Document passage —

_ _ _ _ _ _ _

Thursday, 26 December 2013

26 - MAHA

KYJ26 - MAHA Microangiopathic Haemolytic Anaemia.

I love big medical words or long Latin terms that sound cool but are really very simple.  I'm such a geek that way.

A recent post on the snakebite condition VICC (KYJ25), prompted today's post.

Microangiopathic haemolytic anaemia is a condition seen in snakebites where coagulation is disrupted. In Australia this is almost exclusively Brown snakes.

It is literally the cutting up of red blood cells in the smallest peripheral blood vessels.
Microangiopathic (very small blood vessel disease) haemolytic (blood cutting or splitting) anaemia (literally without blood).

MAHA is caused during a disease that causes clotting and coagulation in the capillary beds in tissues and organs.  When fibrin clots form these fine stringy strands of mesh "dam" up the small blood vessels and as blood tries to squeeze past these fibrin strands they get shredded into fragments. It doesn't just happen to RBCs , but platelets and white blood cells causing "thrombocytopenia" and "leukopenia" respectively.

_ _ _ _ _ _ _

What is expected — Extend the blog post on microangiopathic haemolytic anaemia in snakebite, picking up after its final sentence.

_ _ _ _ _ _ _

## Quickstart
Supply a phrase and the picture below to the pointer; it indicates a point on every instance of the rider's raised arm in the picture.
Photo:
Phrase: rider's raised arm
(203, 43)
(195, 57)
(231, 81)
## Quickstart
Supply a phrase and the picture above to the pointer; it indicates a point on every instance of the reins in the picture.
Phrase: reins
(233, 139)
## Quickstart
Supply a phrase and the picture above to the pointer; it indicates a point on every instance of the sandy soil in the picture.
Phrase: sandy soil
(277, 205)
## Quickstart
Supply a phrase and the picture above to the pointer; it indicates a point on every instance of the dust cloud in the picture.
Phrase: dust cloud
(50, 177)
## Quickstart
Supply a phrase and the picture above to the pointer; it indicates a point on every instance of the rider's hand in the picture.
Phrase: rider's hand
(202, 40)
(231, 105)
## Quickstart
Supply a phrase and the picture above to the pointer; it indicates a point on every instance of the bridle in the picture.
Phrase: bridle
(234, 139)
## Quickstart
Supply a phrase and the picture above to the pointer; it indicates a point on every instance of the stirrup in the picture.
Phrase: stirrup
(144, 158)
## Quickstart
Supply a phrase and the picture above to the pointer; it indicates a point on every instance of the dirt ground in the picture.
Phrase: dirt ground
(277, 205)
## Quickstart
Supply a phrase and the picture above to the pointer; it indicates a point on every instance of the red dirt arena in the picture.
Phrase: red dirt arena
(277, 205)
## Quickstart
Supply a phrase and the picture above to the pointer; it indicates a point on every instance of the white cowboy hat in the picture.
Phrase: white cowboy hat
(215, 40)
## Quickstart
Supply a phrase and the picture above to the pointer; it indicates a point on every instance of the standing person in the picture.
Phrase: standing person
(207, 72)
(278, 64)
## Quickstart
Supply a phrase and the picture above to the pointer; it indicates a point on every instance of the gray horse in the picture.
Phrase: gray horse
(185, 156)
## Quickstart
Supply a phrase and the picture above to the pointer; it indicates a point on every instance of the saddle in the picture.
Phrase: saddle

_ _ _ _ _ _ _

Answer to this problem —
With wide spread RBC destruction, there exists, an anaemia and subsequent reduction in oxygen transport.

MAHA is most common in Aortic Stenosis where the stiff aortic valve fractures and breaks blood cells being ejected with force from the heart's left ventricle.

It is always present in a Disseminated Intravascular Coagulation (DIC), and as such the cellular debris that is left in the blood vessels as a result of MAHA, may lead to death by multiple organ dysfunction syndromes (previously called "multi-organ failure").

Summary:
MAHA is a haemolytic anaemia seen in the context of Brown snake bites, where fibrin destroys blood cells squeezing past clots.